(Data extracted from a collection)
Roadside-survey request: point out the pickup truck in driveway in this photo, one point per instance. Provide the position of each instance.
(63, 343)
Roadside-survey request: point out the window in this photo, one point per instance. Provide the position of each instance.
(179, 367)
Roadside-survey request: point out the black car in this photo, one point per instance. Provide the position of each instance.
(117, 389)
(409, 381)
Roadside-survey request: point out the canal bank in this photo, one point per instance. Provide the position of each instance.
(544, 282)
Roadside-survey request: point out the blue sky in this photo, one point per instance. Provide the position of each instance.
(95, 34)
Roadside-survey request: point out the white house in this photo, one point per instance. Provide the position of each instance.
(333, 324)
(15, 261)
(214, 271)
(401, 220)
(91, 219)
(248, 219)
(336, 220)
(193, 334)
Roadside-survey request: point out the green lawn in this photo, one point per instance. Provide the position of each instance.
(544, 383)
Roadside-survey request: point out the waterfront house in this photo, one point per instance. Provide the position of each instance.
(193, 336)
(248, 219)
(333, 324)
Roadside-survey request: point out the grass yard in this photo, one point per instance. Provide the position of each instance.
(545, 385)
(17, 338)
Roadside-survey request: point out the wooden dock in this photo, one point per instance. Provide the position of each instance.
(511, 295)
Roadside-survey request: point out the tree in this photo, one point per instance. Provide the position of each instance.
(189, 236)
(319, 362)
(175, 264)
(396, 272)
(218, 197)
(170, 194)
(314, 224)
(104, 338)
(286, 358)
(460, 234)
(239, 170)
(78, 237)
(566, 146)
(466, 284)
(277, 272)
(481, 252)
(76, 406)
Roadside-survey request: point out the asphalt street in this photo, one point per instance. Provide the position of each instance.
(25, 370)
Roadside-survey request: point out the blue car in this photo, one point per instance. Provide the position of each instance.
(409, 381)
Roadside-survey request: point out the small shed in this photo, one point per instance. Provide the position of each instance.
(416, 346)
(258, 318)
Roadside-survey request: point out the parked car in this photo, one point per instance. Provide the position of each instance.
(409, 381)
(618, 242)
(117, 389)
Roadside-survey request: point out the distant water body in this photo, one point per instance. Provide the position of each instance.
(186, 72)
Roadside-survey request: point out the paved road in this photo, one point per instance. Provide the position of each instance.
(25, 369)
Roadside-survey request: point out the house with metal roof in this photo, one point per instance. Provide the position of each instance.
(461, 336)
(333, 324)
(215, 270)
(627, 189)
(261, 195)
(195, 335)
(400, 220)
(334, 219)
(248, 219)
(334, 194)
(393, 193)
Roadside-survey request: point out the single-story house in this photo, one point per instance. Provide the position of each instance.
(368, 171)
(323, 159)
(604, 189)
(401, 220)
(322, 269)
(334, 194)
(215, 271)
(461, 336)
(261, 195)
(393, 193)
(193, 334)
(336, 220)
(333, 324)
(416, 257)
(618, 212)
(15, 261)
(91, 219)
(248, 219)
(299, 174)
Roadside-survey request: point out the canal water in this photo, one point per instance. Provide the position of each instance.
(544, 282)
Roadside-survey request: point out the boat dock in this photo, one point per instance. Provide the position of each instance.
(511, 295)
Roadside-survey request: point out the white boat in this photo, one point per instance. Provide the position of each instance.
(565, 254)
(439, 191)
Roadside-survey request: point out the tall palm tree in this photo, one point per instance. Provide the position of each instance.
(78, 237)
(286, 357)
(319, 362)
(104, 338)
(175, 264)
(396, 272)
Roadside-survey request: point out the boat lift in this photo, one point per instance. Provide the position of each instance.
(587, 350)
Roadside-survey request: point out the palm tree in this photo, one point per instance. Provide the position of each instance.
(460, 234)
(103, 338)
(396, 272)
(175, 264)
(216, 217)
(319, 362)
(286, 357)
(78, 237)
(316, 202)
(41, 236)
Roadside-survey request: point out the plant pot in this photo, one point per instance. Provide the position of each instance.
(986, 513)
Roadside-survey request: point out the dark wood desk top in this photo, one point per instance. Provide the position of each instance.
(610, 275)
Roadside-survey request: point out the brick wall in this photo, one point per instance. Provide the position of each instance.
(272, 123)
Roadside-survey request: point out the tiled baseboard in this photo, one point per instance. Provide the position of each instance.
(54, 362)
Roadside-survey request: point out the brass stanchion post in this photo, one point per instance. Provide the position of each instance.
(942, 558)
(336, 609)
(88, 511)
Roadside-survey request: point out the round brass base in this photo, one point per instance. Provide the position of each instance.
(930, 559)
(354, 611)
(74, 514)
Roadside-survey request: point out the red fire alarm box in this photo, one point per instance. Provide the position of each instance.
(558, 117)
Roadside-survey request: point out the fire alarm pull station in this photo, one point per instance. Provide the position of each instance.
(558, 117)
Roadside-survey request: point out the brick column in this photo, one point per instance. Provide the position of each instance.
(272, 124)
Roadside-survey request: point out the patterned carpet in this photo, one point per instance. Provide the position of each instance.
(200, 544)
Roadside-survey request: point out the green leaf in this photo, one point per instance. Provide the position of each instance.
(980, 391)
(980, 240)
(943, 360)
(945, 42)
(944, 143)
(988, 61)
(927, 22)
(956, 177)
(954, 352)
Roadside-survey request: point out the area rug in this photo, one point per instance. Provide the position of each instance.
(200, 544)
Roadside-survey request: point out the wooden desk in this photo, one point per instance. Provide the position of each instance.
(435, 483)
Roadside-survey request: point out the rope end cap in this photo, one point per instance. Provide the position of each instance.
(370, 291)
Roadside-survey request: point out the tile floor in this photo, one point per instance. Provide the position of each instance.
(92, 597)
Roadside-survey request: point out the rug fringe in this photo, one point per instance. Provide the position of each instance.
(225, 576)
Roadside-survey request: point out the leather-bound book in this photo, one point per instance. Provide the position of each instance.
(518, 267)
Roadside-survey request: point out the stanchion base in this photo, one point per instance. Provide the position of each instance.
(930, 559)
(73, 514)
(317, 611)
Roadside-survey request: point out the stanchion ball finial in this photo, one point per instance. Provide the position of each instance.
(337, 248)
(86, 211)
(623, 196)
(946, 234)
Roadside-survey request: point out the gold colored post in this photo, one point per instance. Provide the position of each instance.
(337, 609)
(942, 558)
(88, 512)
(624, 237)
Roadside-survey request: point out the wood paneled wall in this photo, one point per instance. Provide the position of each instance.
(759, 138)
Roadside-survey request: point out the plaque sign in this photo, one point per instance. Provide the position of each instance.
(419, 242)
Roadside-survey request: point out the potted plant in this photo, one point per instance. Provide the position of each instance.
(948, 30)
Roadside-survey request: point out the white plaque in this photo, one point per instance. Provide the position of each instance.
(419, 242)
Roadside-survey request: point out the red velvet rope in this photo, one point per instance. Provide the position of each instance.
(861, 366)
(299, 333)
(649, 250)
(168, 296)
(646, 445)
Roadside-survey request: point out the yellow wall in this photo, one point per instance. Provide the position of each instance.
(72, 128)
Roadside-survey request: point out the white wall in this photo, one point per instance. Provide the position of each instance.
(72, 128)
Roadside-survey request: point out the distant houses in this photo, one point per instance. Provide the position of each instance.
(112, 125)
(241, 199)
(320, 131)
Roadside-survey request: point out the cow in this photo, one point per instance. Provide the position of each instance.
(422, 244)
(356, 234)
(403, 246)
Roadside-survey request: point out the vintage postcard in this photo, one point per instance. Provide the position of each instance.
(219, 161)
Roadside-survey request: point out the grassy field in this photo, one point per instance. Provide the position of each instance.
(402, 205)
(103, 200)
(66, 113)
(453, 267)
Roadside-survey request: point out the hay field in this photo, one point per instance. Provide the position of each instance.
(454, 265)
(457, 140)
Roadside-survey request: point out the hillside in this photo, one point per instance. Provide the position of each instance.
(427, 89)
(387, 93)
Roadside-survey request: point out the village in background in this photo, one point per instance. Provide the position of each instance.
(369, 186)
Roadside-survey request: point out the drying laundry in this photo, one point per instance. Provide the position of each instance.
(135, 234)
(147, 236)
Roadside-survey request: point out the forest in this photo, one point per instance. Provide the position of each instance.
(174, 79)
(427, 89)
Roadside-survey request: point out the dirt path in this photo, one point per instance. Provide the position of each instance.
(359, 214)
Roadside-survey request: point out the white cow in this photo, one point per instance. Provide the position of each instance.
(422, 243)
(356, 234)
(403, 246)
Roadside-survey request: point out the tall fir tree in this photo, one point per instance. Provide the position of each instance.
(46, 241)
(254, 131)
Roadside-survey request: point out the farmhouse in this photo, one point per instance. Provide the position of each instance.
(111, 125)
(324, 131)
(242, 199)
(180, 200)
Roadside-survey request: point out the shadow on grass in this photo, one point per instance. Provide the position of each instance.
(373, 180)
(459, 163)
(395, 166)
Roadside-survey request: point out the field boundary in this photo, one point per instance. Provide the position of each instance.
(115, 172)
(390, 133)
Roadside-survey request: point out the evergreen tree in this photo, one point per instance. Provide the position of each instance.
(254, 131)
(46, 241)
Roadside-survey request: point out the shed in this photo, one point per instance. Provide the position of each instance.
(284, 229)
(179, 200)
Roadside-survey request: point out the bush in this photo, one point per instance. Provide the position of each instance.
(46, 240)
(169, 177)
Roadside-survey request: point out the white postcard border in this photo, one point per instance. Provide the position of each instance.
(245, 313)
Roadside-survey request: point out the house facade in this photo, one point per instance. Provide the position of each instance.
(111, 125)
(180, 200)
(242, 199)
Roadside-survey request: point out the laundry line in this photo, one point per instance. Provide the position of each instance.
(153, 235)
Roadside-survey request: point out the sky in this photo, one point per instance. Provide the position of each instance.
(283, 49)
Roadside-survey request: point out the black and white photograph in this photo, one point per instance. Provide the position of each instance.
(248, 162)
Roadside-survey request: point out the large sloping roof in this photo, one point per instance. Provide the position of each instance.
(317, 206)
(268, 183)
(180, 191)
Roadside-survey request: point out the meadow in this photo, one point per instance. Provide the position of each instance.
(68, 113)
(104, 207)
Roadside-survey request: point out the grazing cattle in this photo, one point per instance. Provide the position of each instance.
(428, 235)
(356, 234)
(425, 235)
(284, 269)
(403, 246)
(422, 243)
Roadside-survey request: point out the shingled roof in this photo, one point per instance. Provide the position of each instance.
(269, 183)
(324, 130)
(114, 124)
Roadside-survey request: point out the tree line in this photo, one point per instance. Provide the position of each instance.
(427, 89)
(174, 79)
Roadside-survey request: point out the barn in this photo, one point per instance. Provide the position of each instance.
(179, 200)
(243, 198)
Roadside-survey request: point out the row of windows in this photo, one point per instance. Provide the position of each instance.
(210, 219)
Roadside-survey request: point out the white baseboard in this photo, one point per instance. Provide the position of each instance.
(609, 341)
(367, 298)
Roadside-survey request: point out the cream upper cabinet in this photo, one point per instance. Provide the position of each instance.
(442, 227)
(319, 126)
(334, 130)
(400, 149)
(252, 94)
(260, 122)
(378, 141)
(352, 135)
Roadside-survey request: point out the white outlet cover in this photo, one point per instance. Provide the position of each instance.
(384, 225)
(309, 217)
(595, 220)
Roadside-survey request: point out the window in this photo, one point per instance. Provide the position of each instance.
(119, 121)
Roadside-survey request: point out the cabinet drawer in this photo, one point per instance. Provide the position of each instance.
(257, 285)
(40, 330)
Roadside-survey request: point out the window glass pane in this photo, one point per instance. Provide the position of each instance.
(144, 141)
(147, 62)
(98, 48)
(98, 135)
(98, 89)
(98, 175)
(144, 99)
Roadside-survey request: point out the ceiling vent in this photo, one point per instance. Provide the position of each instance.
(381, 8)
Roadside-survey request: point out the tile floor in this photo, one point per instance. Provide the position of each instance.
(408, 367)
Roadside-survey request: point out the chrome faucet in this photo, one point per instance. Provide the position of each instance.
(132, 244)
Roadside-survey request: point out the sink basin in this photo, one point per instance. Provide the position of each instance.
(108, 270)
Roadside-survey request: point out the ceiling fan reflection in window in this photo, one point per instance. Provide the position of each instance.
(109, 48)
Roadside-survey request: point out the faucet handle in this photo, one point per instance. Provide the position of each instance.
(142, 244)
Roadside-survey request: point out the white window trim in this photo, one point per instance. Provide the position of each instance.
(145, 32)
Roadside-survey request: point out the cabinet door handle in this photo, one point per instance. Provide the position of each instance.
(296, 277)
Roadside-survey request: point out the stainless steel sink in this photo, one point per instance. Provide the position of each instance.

» PROBLEM REQUIREMENTS
Nothing but the lines from the one holding "Roadside-survey request: point out the cabinet drawer" to the end of the entries should be output, each exactly as it appears.

» RESULT FOR THIS EXERCISE
Roadside-survey request: point out the cabinet drawer in this photo, one point per instance. Provide the position of each instance.
(257, 285)
(40, 330)
Roadside-survey request: point out the window glass pane in this photo, one point per instance. Provide the position of each instance.
(144, 141)
(147, 62)
(98, 48)
(98, 135)
(98, 89)
(98, 175)
(144, 99)
Roadside-survey request: point out the ceiling vent in this photo, one point per instance. Provide the position of each instance.
(381, 8)
Roadside-survey request: point out the tile floor in this photo, one point per instance. Provide the position of each instance.
(408, 367)
Roadside-survey request: point out the chrome faucet in this photo, one point per instance. Provide the position of each instance.
(132, 244)
Roadside-survey request: point out the sink basin in this photo, one point per instance. Provide the position of each instance.
(108, 270)
Roadside-survey request: point out the ceiling fan reflection in window in this photo, one point per instance. Provide the position of each instance.
(109, 48)
Roadside-survey request: point out the faucet handle in this photo, one point per instance. Provide the position of each instance.
(142, 244)
Roadside-survey request: point out the white window trim in this photo, one point per instance. Provide the position of each instance.
(145, 32)
Roadside-survey request: point out the cabinet door handle in this photo, one point per instance. Provide the position of each instance.
(296, 277)
Roadside-survey request: point out the stainless steel sink in this photo, one point per instance. Provide the position of each instance.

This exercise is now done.